> INSTRUCTIONS FOR THE TASK: Write out every record below exactly as given. Leave the pictures out.

[Region pointing data]
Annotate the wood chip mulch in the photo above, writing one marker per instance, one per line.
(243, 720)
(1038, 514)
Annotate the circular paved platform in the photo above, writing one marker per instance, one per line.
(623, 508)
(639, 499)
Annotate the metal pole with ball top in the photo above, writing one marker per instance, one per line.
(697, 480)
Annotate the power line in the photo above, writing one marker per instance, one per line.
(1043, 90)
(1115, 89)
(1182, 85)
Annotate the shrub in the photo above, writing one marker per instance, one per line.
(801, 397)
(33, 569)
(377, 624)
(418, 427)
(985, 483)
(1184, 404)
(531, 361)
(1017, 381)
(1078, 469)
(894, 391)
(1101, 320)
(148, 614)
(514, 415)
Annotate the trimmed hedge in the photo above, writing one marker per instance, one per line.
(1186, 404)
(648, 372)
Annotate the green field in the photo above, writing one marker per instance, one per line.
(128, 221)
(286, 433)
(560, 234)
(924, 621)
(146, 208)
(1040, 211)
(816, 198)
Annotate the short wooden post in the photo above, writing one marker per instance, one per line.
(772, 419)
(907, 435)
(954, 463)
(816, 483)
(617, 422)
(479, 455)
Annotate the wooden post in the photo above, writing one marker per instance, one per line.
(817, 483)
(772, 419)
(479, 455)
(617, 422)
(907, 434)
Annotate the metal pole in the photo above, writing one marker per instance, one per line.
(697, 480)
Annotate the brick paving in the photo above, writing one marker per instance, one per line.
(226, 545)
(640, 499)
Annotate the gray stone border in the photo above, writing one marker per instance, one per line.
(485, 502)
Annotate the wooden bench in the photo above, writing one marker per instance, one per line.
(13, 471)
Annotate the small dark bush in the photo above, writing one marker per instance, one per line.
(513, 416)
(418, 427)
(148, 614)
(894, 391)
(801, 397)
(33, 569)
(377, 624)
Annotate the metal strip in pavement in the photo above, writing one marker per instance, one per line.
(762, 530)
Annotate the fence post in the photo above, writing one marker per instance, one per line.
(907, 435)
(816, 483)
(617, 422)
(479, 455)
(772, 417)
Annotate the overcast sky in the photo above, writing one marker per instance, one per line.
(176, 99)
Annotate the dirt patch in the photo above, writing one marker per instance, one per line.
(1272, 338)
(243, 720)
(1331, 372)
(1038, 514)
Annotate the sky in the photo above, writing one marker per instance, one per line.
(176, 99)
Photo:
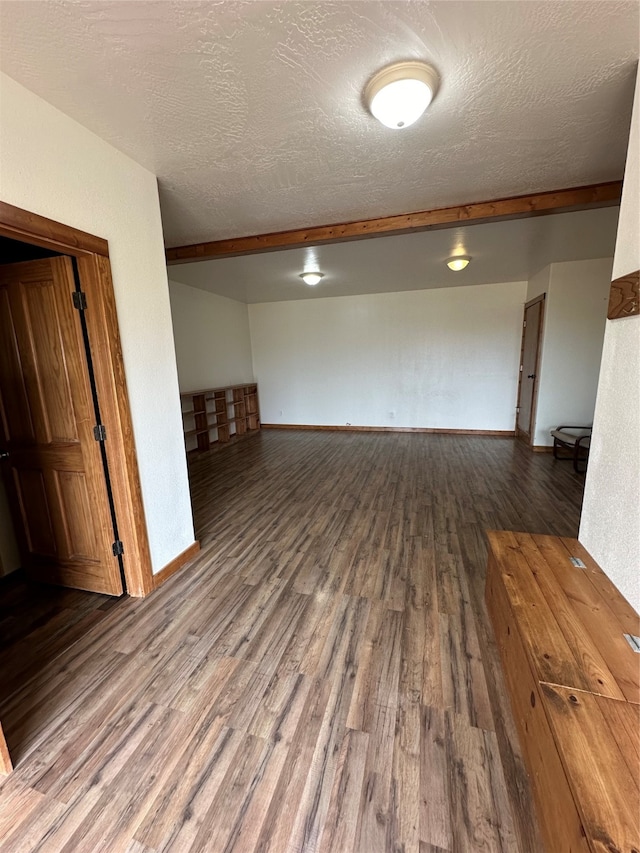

> WRITTEN RESPONSE:
Annotate the wood chip mulch in the photo above, writing one marker per instance, one per line.
(243, 720)
(1038, 514)
Annotate the circular paved platform in the photo above, writing one marker per instance, one per line.
(623, 508)
(639, 499)
Annotate the metal pole with ball top in the photo above, writing one marker per instance, one per line.
(697, 480)
Annotate the power line in the photo above, writing one marker per instance, one per line.
(1043, 90)
(1115, 89)
(1182, 85)
Annotate the shrub in the photo above, writing one marker per instance, one per line.
(801, 397)
(33, 569)
(377, 624)
(418, 427)
(985, 483)
(1184, 404)
(531, 361)
(1017, 381)
(1078, 469)
(894, 391)
(1101, 320)
(148, 614)
(514, 415)
Annotate the trimmed hedge in the photo above, writing one marker per instance, one per line.
(1186, 404)
(648, 372)
Annotate the green field in the photo above, writing one marker per instance, one per line.
(128, 221)
(286, 433)
(560, 234)
(924, 621)
(146, 208)
(1040, 211)
(816, 198)
Annotate the short wooden post in the photo above, writing one marker per instance, one per line.
(772, 419)
(907, 435)
(954, 463)
(816, 483)
(617, 422)
(479, 455)
Annotate the wooden post in the photo above, writing one marker per instance, one per line.
(817, 483)
(772, 419)
(479, 455)
(617, 422)
(907, 434)
Annotate the metal pole in the photo above, writing one marker per instance, one per line.
(697, 480)
Annotate the brick paving in the photo above, writing one marker per instance, one per line.
(226, 545)
(640, 499)
Annotate the gray stone border in the photo above, writing one marker per instance, one per line.
(485, 502)
Annotate the wooden bench in the photo above, writing one marker per instance, one per line.
(13, 471)
Annotate the small dark bush in the photo above, writing one marker per instance, one per line.
(513, 416)
(418, 427)
(148, 614)
(894, 391)
(801, 397)
(33, 569)
(377, 624)
Annotate the metal strip in pavement in the photo above, writing one marker per instance, one per line.
(762, 530)
Annotate the fence post in the photo above, writing one marker per instance, one per line.
(907, 435)
(816, 483)
(617, 422)
(479, 455)
(772, 417)
Annotate the overcast sky in the photo above, writing one marker per instance, one per line.
(176, 99)
Annotate the dirt patch in the photo above, writing one marker per instance, one per line.
(1272, 338)
(243, 720)
(1331, 372)
(1038, 514)
Annotate the sky in the photo above, writing one marker per instance, one per line.
(176, 99)
Photo:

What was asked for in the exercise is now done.